Um dos caminhos para a Blandys é apostar na terra. “Hoje temos seis hectares, não é relativamente nada no mundo do vinho, mas é muita coisa na Madeira. Embora ainda esteja longe de nos ser suficiente”, diz Chris.  A agricultura na Madeira não é brincadeira. Os custos são altíssimos e as condições extremas. Mas isso não desanima o gestor da MWC. “Eu preferia ter o meu projeto de viticultura a perder dinheiro, mas saber que estava a assegurar castas para o futuro. Temos que fazer algo, quase radical, para termos castas brancas para o futuro”, afirma. Mas não é fácil. E a própria forma como a propriedade da terra é dividida na Madeira acaba por atrapalhar as coisas. “Há quatro anos, encontramos um terreno fantástico, com dez hectares. Contratamos uma pessoa para fazer uma pesquisa, descobrir quais eram os donos, quem queria vender. Tínhamos um valor, um orçamento e estávamos confiantes em concretizar a compra. Mas não conseguimos ir para frente neste projeto. Logo no primeiro hectare que ele conseguiu mapear, em mais da metade das terras ninguém sabia quem era o dono. E quando se conseguiu descobrir, os herdeiros muitas vezes nem sequer sabiam que eram donos das terras. Em média por hectare, tínhamos que falar com mais de 50 pessoas. Era completamente inviável”, lamenta Chris.

* * * * * * *

● SEU OBJETIVO
Prolongue o texto sobre a viticultura da Blandys na Madeira, continuando-o a partir do ponto em que termina.

* * * * * * *

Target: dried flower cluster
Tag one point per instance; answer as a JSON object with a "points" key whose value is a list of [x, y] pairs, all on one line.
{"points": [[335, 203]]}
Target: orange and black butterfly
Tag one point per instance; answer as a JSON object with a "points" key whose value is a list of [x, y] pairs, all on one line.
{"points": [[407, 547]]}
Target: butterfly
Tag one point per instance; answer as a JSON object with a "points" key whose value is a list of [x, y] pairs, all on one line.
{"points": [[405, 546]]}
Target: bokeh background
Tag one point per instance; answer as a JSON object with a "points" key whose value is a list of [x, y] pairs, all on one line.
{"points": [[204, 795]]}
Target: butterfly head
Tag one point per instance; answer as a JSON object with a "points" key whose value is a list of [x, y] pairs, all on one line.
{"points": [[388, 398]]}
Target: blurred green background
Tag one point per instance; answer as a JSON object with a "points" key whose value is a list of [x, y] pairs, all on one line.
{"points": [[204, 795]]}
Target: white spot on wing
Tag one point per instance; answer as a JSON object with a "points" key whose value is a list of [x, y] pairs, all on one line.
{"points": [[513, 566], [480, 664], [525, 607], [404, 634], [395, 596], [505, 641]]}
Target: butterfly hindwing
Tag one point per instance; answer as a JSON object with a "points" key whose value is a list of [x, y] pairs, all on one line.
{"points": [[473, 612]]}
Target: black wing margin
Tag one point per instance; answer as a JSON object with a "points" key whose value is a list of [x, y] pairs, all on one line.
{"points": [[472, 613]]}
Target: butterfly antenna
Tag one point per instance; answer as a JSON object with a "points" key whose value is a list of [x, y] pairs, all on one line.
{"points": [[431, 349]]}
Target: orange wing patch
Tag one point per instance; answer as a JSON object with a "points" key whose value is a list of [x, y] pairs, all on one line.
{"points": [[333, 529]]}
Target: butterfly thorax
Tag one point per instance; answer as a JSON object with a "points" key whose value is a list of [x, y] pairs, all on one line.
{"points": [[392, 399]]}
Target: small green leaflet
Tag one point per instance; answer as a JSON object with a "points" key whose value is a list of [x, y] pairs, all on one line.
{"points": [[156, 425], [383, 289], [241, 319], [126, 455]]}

* * * * * * *

● RESULTADO DA TAREFA
Com os desafios lançados e um stock de cerca de 4,7 milhões de litros, Chris Blandy olha o futuro com otimismo. Acredita que a ilha pode apostar mais no enoturismo, onde percebe que existe uma grande oportunidade. Pensa que o investimento na vinha, acompanhado de uma inteligente gestão de stocks, tende a deixar as coisas ainda mais equilibradas com o tempo. E quando perguntamos qual o legado que pretende deixar para o futuro, Chris Blandy, com o mais puro humor britânico, diz: “A minha expectativa é não ser a geração que vai estragar um negócio de seis gerações!”

 



Notas de prova

18,5 
BLANDY'S MALMSEY 1977 
Vinho Madeira / Vintage / Madeira Wine Company

Densidade, vigor, vibração, profundidade, muita firmeza no meio de boca. Um vinho largo e longo, tenso e fresco, com boa presença de lima e laranja em compotas e um delicioso toque de caril. Um grande vinho.
Consumo: 2019 – 2050
250,00 € / 16ºC

18,5
Cossart Gordon Sercial 1985
Vinho Madeira / Vintage / Madeira Wine Company

Tensão e vibração marcam este vinho muito firme e seco, com nariz repleto de nuances de frutos secos, verniz e um leve vinagrinho. 
Consumo: 2019 – 2050
210,00 € / 16ºC

18
Cossart Gordon Bual 1989
Vinho Madeira / Vintage / Madeira Wine Company

Neste vinho tudo parece estar milimetricamente integrado, os aromas onde sobressaem caril e especiarias doces, a boca equilibrada e elegante, com acidez balanceada e dando um perfeito suporte ao álcool e ao açúcar.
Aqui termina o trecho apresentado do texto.